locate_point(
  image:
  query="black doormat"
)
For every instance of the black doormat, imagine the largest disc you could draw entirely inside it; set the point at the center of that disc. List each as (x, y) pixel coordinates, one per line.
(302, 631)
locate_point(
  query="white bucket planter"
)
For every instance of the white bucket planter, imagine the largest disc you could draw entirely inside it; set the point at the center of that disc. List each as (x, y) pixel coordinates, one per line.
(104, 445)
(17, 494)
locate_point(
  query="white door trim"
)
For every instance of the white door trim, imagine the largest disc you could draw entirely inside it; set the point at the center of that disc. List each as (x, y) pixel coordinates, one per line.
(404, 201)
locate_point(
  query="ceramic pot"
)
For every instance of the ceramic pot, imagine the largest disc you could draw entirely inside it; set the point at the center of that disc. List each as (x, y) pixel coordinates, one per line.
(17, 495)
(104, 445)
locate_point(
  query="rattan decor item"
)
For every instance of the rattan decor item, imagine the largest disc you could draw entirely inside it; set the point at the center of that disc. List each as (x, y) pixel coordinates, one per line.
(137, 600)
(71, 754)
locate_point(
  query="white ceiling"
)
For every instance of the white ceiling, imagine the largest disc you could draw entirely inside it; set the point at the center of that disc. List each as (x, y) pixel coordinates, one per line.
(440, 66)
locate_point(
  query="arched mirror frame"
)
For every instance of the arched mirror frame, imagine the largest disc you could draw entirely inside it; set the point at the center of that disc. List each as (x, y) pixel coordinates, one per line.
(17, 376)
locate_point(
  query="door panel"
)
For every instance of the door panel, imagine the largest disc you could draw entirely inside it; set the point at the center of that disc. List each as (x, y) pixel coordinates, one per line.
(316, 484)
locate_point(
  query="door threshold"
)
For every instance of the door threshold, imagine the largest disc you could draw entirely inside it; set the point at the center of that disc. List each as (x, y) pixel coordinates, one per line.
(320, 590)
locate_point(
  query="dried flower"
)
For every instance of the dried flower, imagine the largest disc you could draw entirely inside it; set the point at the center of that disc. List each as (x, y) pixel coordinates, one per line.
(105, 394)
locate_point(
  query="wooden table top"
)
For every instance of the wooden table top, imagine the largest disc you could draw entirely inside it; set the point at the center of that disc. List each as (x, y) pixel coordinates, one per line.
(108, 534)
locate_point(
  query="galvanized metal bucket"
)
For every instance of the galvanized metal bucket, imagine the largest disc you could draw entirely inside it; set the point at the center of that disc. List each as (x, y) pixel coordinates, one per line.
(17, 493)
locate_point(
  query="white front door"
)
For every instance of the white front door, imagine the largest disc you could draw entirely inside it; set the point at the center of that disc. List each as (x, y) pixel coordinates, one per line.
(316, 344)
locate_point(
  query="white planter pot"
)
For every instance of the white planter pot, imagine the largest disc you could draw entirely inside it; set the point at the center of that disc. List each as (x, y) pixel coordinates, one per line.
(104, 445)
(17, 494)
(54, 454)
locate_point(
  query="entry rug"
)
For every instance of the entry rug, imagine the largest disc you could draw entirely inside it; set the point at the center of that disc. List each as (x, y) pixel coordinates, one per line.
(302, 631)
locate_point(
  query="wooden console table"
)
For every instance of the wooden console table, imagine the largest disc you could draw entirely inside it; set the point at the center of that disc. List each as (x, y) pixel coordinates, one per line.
● ● ●
> _Work to complete_:
Recast every one of the items above as a JSON list of strings, with one string per line. Leave out blank lines.

> _Result for this exercise_:
[
  "locate_point(",
  "  image:",
  "  query=\"black doormat\"",
  ")",
  "For every instance of the black doormat, imagine the largest disc you could draw entirely inside it; set the point at the center of that disc. List each as (x, y) pixel coordinates, one per line.",
  "(302, 631)",
  "locate_point(",
  "  query=\"white bucket planter\"",
  ")",
  "For every instance of the white bucket planter, imagine the largest disc you could draw entirely inside it; set the point at the center of that disc. List each as (x, y) pixel coordinates, one per line.",
  "(104, 445)",
  "(17, 494)",
  "locate_point(",
  "  query=\"white door trim\"",
  ")",
  "For every instance of the white door trim, imagine the largest disc you could draw entirely inside it; set the point at the center of that disc. List each as (x, y) pixel coordinates, one per line.",
  "(404, 201)",
  "locate_point(",
  "  query=\"ceramic pot\"",
  ")",
  "For every instance of the ceramic pot, imagine the largest disc you could draw entirely inside it; set the point at the center of that disc. List each as (x, y) pixel coordinates, one per line.",
  "(17, 495)",
  "(104, 445)",
  "locate_point(",
  "  query=\"rattan decor item\"",
  ")",
  "For every instance of the rattan decor item, imagine the largest disc you could draw entirely inside it; set the point at the center of that disc. List each as (x, y) pixel coordinates, one per line.",
  "(137, 600)",
  "(71, 754)",
  "locate_point(",
  "  query=\"white ceiling\"",
  ")",
  "For every instance of the white ceiling, imagine the largest disc you could draw entirely inside it; set the point at the center of that disc. List each as (x, y) pixel coordinates, one per line.",
  "(440, 66)",
  "locate_point(",
  "  query=\"arched mirror frame\"",
  ")",
  "For every instance of the arched mirror frame, imagine the largest disc you could draw entirely inside it; set the point at the center of that disc. List each as (x, y) pixel coordinates, one per line.",
  "(17, 376)",
  "locate_point(",
  "  query=\"door panel\"",
  ")",
  "For every instance of the door panel, imagine the largest disc you could draw entirely inside it; set the point at the center of that disc. List each as (x, y) pixel coordinates, one per line.",
  "(316, 484)",
  "locate_point(",
  "  query=\"door threshold\"",
  ")",
  "For every instance of the door threshold, imagine the largest disc you could draw entirely inside it; set the point at the center of that disc. List each as (x, y) pixel coordinates, one per line.",
  "(320, 590)",
  "locate_point(",
  "  query=\"dried flower\"",
  ")",
  "For every instance of the dried flower, imagine the largest disc you could draw entirely inside it; set the point at the center of that disc. List each as (x, y) pixel coordinates, one per line.",
  "(105, 394)",
  "locate_point(",
  "  query=\"wooden table top\"",
  ")",
  "For every instance of the wooden table top, imagine the largest disc you could draw entirely inside it; set the point at the center of that disc. List each as (x, y) pixel coordinates, one per line.",
  "(108, 534)",
  "locate_point(",
  "  query=\"galvanized metal bucket\"",
  ")",
  "For every instance of the galvanized metal bucket, imagine the largest disc you could draw entirely inside it; set the point at the center of that disc. List each as (x, y) pixel coordinates, one per line.",
  "(17, 493)",
  "locate_point(",
  "  query=\"white front door\"",
  ")",
  "For every instance of the white front door, imagine the largest disc you could draw entirely inside it; set the point at the center of that disc. List each as (x, y) pixel coordinates, one per line.",
  "(316, 344)",
  "locate_point(",
  "  query=\"white planter pot\"",
  ")",
  "For every instance of the white planter pot, imagine the largest disc you could draw entirely inside it; set the point at the center of that disc. List each as (x, y) pixel coordinates, one per line.",
  "(104, 445)",
  "(17, 494)",
  "(54, 454)",
  "locate_point(",
  "  query=\"entry rug\"",
  ")",
  "For every instance of the entry rug, imagine the largest disc you could draw entirely inside it; set the point at the center of that disc. List each as (x, y) pixel coordinates, one per line.",
  "(302, 631)",
  "locate_point(",
  "  query=\"wooden console table\"",
  ")",
  "For every instance of the wooden console table, imagine the largest disc you could draw entirely inside it; set the point at the center of that disc. List each as (x, y) pixel coordinates, one per line."
]